▶ _Your assignment_: Extract all lines in the data that contain the word "cornhole".

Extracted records
*** Block opens ***

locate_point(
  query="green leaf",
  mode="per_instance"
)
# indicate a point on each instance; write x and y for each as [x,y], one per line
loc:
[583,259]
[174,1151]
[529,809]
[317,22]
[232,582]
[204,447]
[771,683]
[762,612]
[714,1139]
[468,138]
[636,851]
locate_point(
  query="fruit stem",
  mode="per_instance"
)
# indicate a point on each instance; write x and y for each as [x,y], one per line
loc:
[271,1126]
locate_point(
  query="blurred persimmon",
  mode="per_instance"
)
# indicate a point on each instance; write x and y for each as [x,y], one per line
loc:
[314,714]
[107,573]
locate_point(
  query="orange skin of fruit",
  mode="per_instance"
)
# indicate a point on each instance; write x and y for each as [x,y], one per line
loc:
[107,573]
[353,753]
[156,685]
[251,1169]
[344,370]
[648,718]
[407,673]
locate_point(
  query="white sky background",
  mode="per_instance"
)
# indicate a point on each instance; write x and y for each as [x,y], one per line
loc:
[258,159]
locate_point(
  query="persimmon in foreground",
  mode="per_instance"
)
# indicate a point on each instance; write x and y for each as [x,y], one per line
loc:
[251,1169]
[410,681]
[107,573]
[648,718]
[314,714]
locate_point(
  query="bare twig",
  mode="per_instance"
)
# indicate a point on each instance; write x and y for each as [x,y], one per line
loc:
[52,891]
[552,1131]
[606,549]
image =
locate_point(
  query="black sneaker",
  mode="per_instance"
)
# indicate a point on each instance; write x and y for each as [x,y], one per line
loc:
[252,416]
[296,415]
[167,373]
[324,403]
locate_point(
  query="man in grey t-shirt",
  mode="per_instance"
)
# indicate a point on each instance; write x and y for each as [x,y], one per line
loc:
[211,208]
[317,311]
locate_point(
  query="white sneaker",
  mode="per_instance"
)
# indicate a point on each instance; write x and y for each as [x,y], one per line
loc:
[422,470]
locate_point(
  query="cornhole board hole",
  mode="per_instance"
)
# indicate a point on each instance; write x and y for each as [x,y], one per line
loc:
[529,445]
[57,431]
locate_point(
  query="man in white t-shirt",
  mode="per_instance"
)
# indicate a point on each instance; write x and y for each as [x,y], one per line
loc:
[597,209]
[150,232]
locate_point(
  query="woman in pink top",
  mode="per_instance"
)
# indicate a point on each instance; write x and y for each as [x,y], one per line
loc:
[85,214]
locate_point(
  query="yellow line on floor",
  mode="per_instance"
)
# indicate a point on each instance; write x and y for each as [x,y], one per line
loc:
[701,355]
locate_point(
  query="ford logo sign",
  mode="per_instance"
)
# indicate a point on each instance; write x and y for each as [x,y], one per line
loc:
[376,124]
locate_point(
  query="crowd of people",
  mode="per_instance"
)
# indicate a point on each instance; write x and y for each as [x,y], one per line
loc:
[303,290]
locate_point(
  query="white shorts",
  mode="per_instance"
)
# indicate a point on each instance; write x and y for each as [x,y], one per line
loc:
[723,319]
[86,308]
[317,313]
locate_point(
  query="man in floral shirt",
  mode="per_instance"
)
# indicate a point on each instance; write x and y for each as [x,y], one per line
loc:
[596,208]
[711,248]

*** Block closes ***
*** Block opens ***

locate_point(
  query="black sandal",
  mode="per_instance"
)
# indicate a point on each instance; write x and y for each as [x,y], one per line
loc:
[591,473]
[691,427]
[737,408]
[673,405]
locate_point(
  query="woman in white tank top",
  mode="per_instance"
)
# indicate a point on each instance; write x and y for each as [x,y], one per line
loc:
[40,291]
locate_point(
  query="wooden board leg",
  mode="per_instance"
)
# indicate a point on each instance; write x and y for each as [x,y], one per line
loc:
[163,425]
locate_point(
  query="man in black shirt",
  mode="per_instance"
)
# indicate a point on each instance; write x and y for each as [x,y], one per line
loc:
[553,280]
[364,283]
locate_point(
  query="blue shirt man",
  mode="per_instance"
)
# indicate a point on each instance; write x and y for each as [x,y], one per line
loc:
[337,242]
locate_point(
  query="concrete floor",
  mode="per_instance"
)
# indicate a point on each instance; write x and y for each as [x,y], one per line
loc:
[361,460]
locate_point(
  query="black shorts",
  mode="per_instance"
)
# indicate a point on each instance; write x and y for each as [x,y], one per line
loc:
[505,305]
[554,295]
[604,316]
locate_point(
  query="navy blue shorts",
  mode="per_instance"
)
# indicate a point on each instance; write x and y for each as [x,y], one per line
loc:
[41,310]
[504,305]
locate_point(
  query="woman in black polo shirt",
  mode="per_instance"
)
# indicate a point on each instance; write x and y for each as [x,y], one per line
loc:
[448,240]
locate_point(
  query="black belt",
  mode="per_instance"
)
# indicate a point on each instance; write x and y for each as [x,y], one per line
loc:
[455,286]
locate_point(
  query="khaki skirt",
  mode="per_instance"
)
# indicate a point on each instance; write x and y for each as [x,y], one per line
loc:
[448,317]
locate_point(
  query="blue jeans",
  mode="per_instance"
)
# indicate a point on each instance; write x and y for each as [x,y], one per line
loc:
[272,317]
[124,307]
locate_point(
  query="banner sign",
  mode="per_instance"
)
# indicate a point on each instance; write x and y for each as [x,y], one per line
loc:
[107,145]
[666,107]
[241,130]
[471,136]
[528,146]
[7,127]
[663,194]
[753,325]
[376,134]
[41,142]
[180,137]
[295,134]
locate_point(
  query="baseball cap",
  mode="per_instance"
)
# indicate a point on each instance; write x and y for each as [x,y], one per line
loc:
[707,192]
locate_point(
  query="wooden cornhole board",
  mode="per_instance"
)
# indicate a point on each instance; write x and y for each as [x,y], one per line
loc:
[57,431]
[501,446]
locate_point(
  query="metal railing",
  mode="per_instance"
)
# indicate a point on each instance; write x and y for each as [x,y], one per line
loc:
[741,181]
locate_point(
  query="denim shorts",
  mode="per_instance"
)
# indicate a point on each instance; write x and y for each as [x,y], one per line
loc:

*** Block closes ***

▶ _Solved exercise_:
  query="cornhole board hole",
  query="wooden cornhole board",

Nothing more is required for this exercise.